▶ **WHAT IS NEEDED**
Reproduce every one of the rows below verbatim, leaving nothing out and changing nothing.

Detection examples:
^^^^^^^^^^^^^^^^

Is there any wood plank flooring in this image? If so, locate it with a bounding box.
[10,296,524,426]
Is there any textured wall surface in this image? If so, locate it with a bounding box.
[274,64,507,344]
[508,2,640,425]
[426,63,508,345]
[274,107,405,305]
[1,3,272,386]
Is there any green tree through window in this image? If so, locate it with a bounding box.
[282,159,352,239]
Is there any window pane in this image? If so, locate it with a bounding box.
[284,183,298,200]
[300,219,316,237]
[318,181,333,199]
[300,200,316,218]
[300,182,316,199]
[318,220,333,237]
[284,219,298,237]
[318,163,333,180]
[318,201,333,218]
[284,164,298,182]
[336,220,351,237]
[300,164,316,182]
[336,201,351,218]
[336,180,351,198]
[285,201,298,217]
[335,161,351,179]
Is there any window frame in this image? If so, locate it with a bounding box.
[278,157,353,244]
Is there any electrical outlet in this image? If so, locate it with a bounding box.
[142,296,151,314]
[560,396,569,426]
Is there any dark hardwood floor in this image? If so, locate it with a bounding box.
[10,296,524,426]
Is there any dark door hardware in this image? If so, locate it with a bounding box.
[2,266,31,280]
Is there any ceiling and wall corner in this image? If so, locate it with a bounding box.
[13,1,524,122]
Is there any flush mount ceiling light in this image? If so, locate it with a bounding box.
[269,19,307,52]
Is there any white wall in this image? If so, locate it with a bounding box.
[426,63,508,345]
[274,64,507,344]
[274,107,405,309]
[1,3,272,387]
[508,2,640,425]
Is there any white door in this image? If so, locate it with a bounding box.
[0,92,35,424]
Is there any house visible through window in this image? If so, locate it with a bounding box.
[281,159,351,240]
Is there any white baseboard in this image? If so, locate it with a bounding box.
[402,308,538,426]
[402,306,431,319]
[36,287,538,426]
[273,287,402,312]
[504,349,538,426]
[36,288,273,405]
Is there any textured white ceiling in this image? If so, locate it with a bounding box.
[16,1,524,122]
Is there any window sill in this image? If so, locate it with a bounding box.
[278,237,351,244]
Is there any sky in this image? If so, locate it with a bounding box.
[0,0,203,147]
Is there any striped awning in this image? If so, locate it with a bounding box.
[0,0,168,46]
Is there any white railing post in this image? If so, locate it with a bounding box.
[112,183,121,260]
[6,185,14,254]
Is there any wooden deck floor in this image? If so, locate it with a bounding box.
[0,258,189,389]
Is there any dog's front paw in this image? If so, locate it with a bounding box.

^^^^^^^^^^^^^^^^

▶ **SOLVED PROBLEM**
Is there any wood plank flooring in this image? If so, locate it with a bounding box.
[10,296,524,426]
Is there any textured wall surface in this image? If so, locate it with a bounding box.
[274,64,507,344]
[508,2,640,425]
[426,63,508,345]
[274,107,405,305]
[1,3,272,386]
Is there any green tree through window in this image? If so, locate it with a bounding box.
[282,159,352,239]
Is there any window pane in this image? If so, locate it with a bounding box.
[284,183,298,200]
[300,219,316,237]
[318,181,333,199]
[300,200,316,218]
[300,182,316,199]
[318,220,333,237]
[284,219,298,237]
[318,163,333,180]
[318,201,333,218]
[284,164,298,182]
[336,220,351,237]
[300,164,316,182]
[336,201,351,218]
[336,180,351,198]
[285,201,298,217]
[335,161,351,179]
Is there any window frame in this image? If so, locate it with a bounding box.
[278,157,353,244]
Is there any electrical outlet in this image? If so, locate it with a bounding box.
[142,296,151,314]
[560,396,569,426]
Is there any dark hardwood floor in this image? If so, locate it with a bounding box.
[10,296,524,426]
Is there any dark door hardware in this image? If so, locate it with a bounding box.
[2,266,31,280]
Is there any ceiling and wall corner in this image? If so, locate it with a bounding box.
[13,1,524,122]
Is there any flush mount ceiling light in this image? If so, locate it with a bounding box.
[269,19,307,52]
Is there any white wall in this image? If so, locate it with a bounding box.
[426,63,508,345]
[274,64,507,344]
[274,107,405,309]
[1,3,272,387]
[508,2,640,425]
Is there any white door in this image? If so, locate it with a bounding box.
[0,92,35,424]
Is there any house visible through window in this image? If so, locate it with a bounding box.
[281,159,351,240]
Is there any white baseboard in this image? If so, locate it with a bounding box.
[402,308,538,426]
[402,306,431,319]
[36,287,538,426]
[273,287,402,312]
[504,349,538,426]
[36,288,273,405]
Is there any textured white ceiling in this image? If so, locate it with a bounding box.
[16,1,524,122]
Is there any window sill in this image? If so, locate it with a bounding box.
[278,237,351,244]
Is there any sky in this image? If so, locate it with a bounding box.
[0,0,203,147]
Is there any striped awning in this image? If so, locate it with a bounding box.
[0,0,168,46]
Is there any white railing post in this image? If so, locate it with a bounding box.
[112,183,121,260]
[6,185,14,254]
Is there any wooden deck floor in this image? If so, locate it with a bounding box.
[0,258,189,389]
Is there any dog's front paw in this image? If so, locate it with a bounding box.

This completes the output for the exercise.